• [Source extract]:
.....
After Gov. Pete Wilson proposed abolishing tenure, the Assembly, the legislature's lower house, this year killed a proposal to replace tenure with renewable five-year credentials. The state school boards' association has recommended extending a teacher's probationary period for tenure from two to four years, as well as other proposals to streamline the dismissal process.

Minnesota:

Gov. Arne Carlson proposed to "loosen teacher tenure" in his January State of the State Address, but lawmakers did not vote on the idea.

North Carolina:

A bill to phase out tenure protections has been introduced in the legislature but was amended substantially in the House and referred to committee.

Ohio:

Gov. George V. Voinovich proposed last year to make it easier to dismiss teachers who failed to improve after a poor evaluation. The governor eventually vetoed an amended version of his proposal, saying the legislative changes made tenure even stronger.
.....
• [Given records]:
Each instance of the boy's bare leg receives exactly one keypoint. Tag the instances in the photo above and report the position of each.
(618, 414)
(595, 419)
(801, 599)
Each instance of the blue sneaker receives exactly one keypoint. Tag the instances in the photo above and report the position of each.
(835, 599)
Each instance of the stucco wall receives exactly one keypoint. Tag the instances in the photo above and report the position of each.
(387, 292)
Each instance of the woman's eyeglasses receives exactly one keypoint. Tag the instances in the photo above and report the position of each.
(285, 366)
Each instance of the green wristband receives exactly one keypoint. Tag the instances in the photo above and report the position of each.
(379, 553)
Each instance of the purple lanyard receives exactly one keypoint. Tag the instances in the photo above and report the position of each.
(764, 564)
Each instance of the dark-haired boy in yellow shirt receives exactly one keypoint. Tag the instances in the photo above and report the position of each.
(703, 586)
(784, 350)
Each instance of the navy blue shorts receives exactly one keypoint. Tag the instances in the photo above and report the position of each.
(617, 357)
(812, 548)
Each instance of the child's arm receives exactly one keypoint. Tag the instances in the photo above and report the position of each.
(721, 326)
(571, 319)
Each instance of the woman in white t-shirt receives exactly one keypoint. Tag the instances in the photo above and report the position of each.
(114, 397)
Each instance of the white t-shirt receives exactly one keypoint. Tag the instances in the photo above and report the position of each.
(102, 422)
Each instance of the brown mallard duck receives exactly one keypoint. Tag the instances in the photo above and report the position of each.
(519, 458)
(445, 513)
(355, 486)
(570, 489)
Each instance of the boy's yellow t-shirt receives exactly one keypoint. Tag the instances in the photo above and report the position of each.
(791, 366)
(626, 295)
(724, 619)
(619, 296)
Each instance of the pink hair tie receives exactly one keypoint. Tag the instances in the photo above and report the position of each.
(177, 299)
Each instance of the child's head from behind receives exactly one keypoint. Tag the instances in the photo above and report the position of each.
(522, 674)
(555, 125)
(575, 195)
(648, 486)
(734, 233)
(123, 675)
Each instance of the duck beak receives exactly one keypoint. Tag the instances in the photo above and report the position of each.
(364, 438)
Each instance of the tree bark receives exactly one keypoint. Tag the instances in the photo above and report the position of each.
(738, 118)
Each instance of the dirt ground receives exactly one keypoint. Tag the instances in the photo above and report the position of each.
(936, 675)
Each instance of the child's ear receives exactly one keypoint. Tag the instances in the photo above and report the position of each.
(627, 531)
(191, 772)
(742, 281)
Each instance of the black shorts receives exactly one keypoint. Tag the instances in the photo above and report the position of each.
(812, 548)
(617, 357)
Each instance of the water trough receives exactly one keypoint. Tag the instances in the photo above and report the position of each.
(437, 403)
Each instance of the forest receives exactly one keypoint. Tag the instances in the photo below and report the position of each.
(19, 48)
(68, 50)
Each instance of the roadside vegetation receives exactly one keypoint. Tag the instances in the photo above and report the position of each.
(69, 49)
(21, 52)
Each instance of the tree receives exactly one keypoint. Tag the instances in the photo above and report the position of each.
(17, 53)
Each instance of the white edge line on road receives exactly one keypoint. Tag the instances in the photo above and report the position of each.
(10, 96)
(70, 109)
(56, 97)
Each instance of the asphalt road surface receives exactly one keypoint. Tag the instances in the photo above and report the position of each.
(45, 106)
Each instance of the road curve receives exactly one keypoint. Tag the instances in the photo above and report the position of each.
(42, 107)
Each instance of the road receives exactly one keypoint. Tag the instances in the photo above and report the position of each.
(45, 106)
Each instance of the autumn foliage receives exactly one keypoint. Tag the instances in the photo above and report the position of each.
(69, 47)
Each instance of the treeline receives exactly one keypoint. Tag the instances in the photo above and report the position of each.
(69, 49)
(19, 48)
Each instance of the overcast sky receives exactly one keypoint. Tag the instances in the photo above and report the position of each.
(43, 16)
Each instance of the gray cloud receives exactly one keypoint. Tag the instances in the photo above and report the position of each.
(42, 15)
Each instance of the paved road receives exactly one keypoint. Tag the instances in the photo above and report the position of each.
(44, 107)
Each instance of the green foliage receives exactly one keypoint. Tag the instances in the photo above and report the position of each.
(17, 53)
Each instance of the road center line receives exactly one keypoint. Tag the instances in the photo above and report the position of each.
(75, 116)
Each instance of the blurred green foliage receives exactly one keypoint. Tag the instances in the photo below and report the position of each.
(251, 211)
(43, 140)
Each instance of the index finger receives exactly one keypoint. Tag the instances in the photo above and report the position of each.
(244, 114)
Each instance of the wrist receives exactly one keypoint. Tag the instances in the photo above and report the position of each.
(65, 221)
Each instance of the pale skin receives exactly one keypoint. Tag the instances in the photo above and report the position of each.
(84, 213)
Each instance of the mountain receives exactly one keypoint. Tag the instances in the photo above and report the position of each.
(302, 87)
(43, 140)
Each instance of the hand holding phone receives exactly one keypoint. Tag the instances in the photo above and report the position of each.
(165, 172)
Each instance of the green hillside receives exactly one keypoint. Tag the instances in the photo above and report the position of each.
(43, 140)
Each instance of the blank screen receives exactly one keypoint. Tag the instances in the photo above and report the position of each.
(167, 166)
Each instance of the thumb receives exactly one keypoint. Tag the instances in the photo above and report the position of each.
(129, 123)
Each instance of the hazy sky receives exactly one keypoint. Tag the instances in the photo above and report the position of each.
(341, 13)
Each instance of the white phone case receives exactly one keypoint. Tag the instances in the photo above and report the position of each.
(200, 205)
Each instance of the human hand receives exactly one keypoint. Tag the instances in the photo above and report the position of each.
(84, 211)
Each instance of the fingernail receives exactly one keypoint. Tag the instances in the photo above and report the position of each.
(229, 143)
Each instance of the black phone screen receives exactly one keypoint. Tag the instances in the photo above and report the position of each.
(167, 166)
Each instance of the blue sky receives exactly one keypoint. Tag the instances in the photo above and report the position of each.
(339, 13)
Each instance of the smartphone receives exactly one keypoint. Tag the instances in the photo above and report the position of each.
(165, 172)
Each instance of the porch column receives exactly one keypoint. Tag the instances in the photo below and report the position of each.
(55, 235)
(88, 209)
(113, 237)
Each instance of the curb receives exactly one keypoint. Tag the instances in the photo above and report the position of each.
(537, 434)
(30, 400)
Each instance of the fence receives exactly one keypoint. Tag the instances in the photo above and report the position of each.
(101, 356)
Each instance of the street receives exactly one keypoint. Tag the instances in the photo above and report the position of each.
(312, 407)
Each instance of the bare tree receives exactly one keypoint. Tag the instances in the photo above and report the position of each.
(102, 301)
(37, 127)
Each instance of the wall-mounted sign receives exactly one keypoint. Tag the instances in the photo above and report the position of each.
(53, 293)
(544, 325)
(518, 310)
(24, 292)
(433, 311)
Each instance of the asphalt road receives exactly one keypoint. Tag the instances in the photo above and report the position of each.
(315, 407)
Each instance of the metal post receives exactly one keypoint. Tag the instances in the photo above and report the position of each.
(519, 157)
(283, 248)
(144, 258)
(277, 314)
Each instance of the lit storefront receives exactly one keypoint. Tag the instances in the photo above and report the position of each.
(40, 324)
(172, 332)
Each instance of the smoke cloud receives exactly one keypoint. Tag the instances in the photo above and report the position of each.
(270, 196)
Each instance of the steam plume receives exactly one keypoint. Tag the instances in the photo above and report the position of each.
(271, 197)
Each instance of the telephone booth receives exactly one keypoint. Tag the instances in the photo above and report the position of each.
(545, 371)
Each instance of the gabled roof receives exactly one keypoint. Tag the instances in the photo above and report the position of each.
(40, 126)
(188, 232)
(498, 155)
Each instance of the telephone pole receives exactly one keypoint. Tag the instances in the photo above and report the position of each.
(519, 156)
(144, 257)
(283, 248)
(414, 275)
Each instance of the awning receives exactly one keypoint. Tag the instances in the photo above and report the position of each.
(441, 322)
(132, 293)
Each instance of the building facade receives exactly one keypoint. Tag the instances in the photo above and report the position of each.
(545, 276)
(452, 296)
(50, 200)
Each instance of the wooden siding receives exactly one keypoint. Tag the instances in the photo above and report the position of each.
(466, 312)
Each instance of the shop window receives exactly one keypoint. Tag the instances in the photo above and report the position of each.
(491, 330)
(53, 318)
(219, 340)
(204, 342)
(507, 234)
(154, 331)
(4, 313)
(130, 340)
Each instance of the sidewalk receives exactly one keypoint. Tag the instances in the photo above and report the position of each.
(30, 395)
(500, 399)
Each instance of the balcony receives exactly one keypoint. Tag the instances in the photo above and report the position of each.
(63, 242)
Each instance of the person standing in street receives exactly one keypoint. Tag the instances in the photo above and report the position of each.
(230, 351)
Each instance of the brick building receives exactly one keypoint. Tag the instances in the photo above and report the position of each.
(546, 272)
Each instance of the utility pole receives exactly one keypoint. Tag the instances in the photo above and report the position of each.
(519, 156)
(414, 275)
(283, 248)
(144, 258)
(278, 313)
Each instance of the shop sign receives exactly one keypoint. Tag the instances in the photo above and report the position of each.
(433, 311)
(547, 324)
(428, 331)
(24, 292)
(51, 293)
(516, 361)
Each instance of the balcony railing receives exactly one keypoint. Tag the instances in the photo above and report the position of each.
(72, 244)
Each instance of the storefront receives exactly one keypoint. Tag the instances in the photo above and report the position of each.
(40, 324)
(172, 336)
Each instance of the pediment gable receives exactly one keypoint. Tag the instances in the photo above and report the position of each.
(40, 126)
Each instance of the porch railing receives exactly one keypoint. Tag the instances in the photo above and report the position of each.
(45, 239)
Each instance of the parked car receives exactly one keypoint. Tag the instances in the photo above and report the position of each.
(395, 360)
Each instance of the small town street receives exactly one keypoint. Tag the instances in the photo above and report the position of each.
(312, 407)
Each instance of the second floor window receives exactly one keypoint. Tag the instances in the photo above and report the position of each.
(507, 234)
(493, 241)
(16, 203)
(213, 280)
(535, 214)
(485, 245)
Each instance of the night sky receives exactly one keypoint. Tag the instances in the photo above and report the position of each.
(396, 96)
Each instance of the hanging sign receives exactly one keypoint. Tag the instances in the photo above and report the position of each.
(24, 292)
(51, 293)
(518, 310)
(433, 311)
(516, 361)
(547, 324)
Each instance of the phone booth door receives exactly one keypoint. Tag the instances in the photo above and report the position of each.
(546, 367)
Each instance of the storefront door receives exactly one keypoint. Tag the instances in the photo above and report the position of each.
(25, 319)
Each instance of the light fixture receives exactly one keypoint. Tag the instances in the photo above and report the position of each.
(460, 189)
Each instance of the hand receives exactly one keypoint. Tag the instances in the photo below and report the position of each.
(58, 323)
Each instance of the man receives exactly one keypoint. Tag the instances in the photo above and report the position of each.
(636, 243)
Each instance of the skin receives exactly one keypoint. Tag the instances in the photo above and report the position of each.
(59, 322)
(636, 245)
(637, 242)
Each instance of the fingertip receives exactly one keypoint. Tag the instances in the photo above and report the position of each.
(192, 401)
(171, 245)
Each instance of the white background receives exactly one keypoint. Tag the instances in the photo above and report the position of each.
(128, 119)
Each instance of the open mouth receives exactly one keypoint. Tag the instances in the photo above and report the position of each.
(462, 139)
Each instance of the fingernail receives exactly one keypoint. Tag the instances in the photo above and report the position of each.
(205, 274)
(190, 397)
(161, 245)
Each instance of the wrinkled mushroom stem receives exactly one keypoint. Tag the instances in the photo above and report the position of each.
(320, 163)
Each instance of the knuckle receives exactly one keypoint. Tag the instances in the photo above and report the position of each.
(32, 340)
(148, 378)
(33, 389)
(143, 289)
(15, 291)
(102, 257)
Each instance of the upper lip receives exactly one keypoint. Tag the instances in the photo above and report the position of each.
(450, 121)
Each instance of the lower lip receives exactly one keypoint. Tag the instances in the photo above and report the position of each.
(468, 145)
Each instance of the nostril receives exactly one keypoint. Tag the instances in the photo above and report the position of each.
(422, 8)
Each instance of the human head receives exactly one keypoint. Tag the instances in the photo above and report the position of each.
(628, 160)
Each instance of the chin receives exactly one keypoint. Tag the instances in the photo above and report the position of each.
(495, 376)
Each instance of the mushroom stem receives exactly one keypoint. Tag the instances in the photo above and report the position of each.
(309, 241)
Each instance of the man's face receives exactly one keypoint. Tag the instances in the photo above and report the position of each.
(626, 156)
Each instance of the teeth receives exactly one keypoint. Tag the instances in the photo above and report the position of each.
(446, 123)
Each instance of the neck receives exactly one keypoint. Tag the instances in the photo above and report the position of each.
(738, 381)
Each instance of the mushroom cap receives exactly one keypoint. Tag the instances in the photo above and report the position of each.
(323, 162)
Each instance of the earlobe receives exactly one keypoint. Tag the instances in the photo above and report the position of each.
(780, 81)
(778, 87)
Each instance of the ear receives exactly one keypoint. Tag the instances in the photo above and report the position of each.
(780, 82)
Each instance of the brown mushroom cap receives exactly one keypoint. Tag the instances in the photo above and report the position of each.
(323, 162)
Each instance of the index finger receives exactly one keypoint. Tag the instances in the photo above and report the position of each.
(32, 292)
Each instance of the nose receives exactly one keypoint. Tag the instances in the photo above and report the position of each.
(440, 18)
.....
• [Task list]:
A) Translate this sentence from the passage on state teacher tenure proposals into Spanish: "A bill to phase out tenure protections has been introduced in the legislature but was amended substantially in the House and referred to committee."
B) Write the next part of the passage on state teacher tenure proposals, starting after its final sentence.

• [Answers to the tasks]:
A) Se presentó en la legislatura un proyecto de ley para eliminar gradualmente las protecciones de la permanencia, pero fue enmendado sustancialmente en la Cámara y remitido a comisión.

B)
Pennsylvania:

Gov. Tom Ridge last month signed a law extending a teacher's probationary period for tenure from two to three years. The governor also wants to require teachers to get recertified every five years.

South Dakota:

A tenure law passed last year extends a teacher's probationary period from three to four years and limits a teacher's right to appeal a dismissal.

Virginia:

State schools Superintendent William C. Bosher last fall proposed replacing tenure with renewable three- to five-year contracts. The legislature did not act on the proposal this year.

Wisconsin:

Lawmakers last year passed legislation sponsored by Sen. Alberta Darling to repeal a decades-old tenure law covering teachers in Milwaukee County.